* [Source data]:
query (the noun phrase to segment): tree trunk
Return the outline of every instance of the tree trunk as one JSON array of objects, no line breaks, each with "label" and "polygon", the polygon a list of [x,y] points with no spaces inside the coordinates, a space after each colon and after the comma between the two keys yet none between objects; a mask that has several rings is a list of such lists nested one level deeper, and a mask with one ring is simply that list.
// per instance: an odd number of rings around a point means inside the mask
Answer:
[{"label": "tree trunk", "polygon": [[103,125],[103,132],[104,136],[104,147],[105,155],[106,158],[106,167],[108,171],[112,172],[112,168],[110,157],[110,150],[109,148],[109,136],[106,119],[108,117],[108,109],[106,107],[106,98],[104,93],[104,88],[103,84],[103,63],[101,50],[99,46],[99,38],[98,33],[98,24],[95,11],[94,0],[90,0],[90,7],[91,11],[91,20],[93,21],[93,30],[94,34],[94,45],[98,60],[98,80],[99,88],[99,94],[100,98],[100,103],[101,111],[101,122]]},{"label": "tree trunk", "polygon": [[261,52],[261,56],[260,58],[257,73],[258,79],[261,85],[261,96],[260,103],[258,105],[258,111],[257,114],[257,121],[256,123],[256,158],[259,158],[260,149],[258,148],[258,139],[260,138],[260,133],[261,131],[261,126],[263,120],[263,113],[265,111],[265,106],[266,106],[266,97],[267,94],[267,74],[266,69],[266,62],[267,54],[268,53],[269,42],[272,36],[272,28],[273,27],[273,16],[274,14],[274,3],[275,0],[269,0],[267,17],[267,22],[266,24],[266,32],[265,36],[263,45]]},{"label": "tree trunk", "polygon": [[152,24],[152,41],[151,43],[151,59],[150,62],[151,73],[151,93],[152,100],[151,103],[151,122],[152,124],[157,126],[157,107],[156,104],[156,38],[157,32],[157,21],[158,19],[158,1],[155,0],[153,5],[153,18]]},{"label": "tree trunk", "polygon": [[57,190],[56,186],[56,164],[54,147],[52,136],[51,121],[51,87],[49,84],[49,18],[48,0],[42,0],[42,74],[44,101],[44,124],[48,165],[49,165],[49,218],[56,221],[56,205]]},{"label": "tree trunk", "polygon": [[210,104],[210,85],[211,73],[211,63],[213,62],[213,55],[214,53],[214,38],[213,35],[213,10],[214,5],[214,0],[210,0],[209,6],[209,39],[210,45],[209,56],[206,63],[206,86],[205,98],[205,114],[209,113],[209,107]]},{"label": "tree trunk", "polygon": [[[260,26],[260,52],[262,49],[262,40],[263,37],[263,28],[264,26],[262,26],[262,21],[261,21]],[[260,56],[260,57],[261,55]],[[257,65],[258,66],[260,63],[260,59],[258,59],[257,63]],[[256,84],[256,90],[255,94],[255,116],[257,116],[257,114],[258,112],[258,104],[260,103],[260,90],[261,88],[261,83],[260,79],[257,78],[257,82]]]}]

* [Exercise aim]:
How many lines of the data contain the string "rings"? Matching is case-sensitive. Reply with the count alone.

* [The completed task]:
2